TASK DETAILS: In full and without changes, output the data.

DATA SUPPLIED:
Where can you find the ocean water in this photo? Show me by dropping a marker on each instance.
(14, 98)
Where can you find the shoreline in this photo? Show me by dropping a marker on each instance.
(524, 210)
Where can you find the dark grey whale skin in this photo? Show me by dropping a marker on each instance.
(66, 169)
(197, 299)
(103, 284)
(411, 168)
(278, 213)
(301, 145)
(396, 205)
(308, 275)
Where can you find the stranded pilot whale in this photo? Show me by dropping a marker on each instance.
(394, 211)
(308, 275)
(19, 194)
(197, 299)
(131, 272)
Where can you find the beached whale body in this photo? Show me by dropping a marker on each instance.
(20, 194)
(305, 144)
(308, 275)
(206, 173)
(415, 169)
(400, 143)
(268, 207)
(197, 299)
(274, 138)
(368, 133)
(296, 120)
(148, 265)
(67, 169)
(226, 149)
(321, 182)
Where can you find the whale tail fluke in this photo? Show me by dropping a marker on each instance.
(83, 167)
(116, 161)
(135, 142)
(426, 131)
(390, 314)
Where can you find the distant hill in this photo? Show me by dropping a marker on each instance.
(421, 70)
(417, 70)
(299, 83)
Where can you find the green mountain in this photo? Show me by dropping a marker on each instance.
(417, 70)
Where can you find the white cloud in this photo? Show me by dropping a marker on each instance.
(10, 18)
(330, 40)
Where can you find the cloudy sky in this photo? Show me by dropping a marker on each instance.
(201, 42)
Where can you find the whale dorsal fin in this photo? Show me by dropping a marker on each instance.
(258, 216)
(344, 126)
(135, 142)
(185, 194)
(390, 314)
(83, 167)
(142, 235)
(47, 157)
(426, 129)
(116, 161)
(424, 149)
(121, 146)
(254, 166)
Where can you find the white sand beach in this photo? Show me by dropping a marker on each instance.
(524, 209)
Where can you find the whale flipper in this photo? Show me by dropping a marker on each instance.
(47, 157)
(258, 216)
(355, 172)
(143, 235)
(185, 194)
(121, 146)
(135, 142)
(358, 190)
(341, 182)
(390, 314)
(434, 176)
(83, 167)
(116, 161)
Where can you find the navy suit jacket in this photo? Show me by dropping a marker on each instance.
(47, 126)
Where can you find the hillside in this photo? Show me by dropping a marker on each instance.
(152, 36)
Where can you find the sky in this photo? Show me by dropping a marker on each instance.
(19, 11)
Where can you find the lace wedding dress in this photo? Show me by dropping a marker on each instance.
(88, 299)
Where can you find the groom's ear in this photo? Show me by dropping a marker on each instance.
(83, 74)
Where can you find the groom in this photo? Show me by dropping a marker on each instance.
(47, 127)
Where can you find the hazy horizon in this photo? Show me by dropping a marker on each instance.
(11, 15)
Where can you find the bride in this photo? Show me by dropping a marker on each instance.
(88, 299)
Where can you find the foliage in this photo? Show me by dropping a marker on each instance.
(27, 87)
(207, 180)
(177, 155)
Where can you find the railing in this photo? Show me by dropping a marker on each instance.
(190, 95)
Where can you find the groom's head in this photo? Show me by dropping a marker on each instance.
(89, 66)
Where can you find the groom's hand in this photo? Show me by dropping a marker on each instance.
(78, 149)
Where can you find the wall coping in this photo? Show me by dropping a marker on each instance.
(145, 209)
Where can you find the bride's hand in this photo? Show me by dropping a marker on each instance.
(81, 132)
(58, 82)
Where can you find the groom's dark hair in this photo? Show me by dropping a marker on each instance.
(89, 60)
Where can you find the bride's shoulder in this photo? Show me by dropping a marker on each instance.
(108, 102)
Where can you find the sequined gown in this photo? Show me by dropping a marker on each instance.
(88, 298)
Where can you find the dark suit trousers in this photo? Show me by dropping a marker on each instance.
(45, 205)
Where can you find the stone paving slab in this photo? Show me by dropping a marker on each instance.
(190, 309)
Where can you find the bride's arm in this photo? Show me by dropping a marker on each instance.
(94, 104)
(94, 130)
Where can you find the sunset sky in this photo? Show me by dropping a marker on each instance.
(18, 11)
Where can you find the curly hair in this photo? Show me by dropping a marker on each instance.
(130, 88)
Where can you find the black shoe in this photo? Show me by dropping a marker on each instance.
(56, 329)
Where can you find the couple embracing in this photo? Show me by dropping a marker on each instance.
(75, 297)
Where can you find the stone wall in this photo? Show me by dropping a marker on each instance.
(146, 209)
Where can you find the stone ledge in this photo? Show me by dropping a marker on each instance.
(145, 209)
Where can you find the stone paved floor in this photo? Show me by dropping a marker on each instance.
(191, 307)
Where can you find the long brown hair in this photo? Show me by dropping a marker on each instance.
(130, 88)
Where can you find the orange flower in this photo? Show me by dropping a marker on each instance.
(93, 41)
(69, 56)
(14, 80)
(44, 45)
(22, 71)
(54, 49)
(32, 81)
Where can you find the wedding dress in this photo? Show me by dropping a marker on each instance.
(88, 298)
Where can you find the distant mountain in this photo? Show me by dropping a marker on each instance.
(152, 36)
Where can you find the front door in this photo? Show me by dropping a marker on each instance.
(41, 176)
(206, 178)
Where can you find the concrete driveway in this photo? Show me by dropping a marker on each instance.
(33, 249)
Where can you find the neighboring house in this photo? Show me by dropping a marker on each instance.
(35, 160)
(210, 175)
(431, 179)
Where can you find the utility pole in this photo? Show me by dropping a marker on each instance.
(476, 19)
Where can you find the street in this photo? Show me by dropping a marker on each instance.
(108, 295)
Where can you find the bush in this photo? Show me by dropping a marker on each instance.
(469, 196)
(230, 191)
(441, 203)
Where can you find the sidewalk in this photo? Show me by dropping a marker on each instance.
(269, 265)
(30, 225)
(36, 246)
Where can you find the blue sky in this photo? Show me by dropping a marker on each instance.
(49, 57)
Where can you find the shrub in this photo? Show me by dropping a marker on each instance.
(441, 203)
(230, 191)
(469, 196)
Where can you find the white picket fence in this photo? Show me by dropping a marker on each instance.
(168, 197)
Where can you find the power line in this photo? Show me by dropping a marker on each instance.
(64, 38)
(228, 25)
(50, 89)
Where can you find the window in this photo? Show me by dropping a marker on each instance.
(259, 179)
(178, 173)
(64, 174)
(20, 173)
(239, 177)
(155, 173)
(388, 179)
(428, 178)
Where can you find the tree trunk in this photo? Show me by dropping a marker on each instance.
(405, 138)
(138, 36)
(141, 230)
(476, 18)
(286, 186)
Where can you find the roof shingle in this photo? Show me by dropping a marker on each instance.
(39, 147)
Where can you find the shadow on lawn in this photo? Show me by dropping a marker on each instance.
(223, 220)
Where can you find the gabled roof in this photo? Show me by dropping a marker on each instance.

ANSWER BELOW:
Where can you find the ocean water in this photo? Show me by dropping a marker on each instance.
(14, 98)
Where can you find the shoreline in this photo? Show me by dropping a marker on each instance.
(524, 210)
Where can you find the dark grey whale skin in this photo? Show me by dropping a marker on each instance.
(66, 169)
(197, 299)
(103, 284)
(411, 168)
(278, 213)
(301, 145)
(396, 205)
(308, 275)
Where can you find the stranded pilot whale in this photo? Show me by dropping a marker on each instance.
(394, 211)
(308, 275)
(19, 194)
(197, 299)
(131, 272)
Where can you find the beached whale body in this photo? Show me by dropping a marker on each instance.
(20, 194)
(305, 144)
(308, 275)
(206, 173)
(415, 169)
(400, 143)
(268, 207)
(197, 299)
(274, 138)
(368, 133)
(296, 120)
(148, 265)
(67, 169)
(226, 149)
(321, 182)
Where can you find the whale tail fluke in this photo? Show me by dropping a marker on each instance.
(83, 167)
(116, 161)
(135, 142)
(426, 131)
(390, 314)
Where can you find the distant hill in this photo? Show me by dropping a marker on each instance.
(421, 70)
(417, 70)
(299, 83)
Where can you find the green mountain in this photo? Show me by dropping a marker on each instance.
(417, 70)
Where can you find the white cloud in this photo? Show me by dropping a marker on each instance.
(10, 18)
(330, 40)
Where can you find the cloudy sky in this photo? Show me by dropping a marker on each instance.
(201, 42)
Where can you find the whale dorsal fin in this photo? Show me by dropping a marker on each instance.
(258, 216)
(344, 126)
(135, 142)
(185, 194)
(390, 314)
(83, 167)
(142, 235)
(47, 157)
(426, 129)
(116, 161)
(424, 149)
(121, 146)
(254, 166)
Where can you find the white sand beach in this photo? Show me by dropping a marker on each instance.
(524, 209)
Where can you find the whale flipper in this photo? Show me by dropping a marker on each instance.
(47, 157)
(258, 216)
(355, 172)
(143, 235)
(185, 194)
(121, 146)
(135, 142)
(358, 190)
(341, 182)
(390, 314)
(434, 176)
(83, 167)
(116, 161)
Where can you find the navy suit jacket in this photo? Show me by dropping a marker on each instance.
(47, 126)
Where can you find the hillside in this photo? Show me by dropping a marker on each instance.
(152, 36)
Where can you find the sky in this photo? Show me by dropping a marker on each instance.
(19, 11)
Where can you find the lace wedding dress in this photo? Show me by dropping a marker on each instance.
(88, 299)
Where can you find the groom's ear in this photo? Show me by dropping a marker on each instance.
(83, 74)
Where can you find the groom in this photo? Show me by dropping a marker on each instance.
(47, 127)
Where can you find the hazy horizon in this photo? Show me by dropping a marker on each instance.
(11, 15)
Where can you find the bride in this photo? Show me by dropping a marker on each instance.
(88, 299)
Where can you find the foliage in this photo? Show me by dropping a marker on each instance.
(27, 87)
(207, 180)
(177, 155)
Where can you find the railing in this photo? Show me by dropping a marker on each instance.
(190, 95)
Where can you find the groom's head in this photo? Show me by dropping a marker on each instance.
(89, 66)
Where can you find the groom's hand in this photo? Show me by dropping a marker on each instance.
(78, 149)
Where can you find the wall coping in this photo? Show me by dropping a marker on each instance.
(145, 209)
Where can you find the bride's hand in this photo? Show me by dropping a marker on each instance.
(81, 132)
(58, 82)
Where can you find the groom's dark hair in this photo? Show me by dropping a marker on each instance.
(89, 60)
Where can you find the bride's shoulder in this photo? Show me by dropping a marker on each instance.
(108, 102)
Where can you find the sequined gown in this photo? Show me by dropping a marker on each instance.
(88, 298)
Where can you find the dark suit trousers in this photo? Show me by dropping a marker on each instance.
(45, 205)
Where can you find the stone paving slab in this photo? Show me by dropping a marker on each instance.
(190, 309)
Where can you find the bride's arm in this photo? Show me by dropping a marker on each instance.
(94, 104)
(94, 130)
Where can you find the sunset sky in this photo? Show me by dropping a marker on each instance.
(18, 11)
Where can you find the curly hair in this photo? Show me by dropping a marker on each instance.
(130, 88)
Where can you find the black shoe in this photo? Show me by dropping a marker on each instance.
(56, 329)
Where can you find the couple embracing in this photo? Show me by dropping a marker on each instance.
(75, 297)
Where can you find the stone wall in this photo? Show me by dropping a marker on each instance.
(146, 209)
Where can you find the stone ledge in this photo? Show me by dropping a marker on each instance.
(145, 209)
Where can you find the stone paved floor in this photo? Show me by dropping a marker on each instance.
(191, 307)
Where can you find the long brown hair in this photo? Show me by dropping a marker on each instance.
(130, 88)
Where can you find the orange flower in this photo? Show me by dropping a marker on each instance.
(93, 41)
(69, 56)
(14, 80)
(44, 45)
(22, 71)
(54, 49)
(32, 81)
Where can you find the wedding dress in this photo? Show me by dropping a marker on each instance.
(88, 298)
Where can you find the distant mountain in this photo? Show me by dropping a marker on each instance.
(152, 36)
Where can you find the front door in this photo? Show me by dropping a marker on each instance.
(41, 176)
(206, 178)
Where can you find the concrete driveway in this photo? Show me by dropping a marker on each instance.
(33, 249)
Where can you find the neighboring house in this photo? Show me by dropping a marker on each instance.
(35, 160)
(210, 175)
(431, 179)
Where can you find the utility pole in this photo? Show me by dropping a marker on each instance.
(476, 19)
Where can you find the street in this photo? Show me by dropping a marker on each instance.
(108, 295)
Where can you find the bush in this photo? Show me by dropping a marker on each instance.
(469, 196)
(230, 191)
(441, 203)
Where can you find the sidewalk in this photo? Show me by dropping a marker on each instance.
(269, 265)
(30, 225)
(36, 246)
Where can you find the blue sky in this photo? Show me by dropping a marker on each instance.
(49, 57)
Where can you find the shrub in this photo? Show me by dropping a marker on each instance.
(441, 203)
(230, 191)
(469, 196)
Where can you find the white picket fence in this photo? Show me by dropping a marker on each instance.
(168, 197)
Where can you find the power line in this photo? Show me by dropping a marker on each instance.
(64, 38)
(228, 25)
(50, 89)
Where can you find the window in this photo? Show me by dropping a marker on each instance.
(259, 179)
(178, 173)
(64, 174)
(20, 173)
(239, 177)
(155, 173)
(388, 179)
(428, 178)
Where can you find the tree trunk in this photo? Show me by dropping a marker on each instance.
(405, 138)
(138, 36)
(141, 230)
(476, 18)
(286, 186)
Where can you find the roof shingle in this photo? Show me by dropping a marker on each instance.
(39, 147)
Where can you find the shadow on lawn in this photo? Show me by dropping a marker on each instance.
(223, 220)
Where can you find the gabled roof in this photo? Show me by dropping a marker on each instance.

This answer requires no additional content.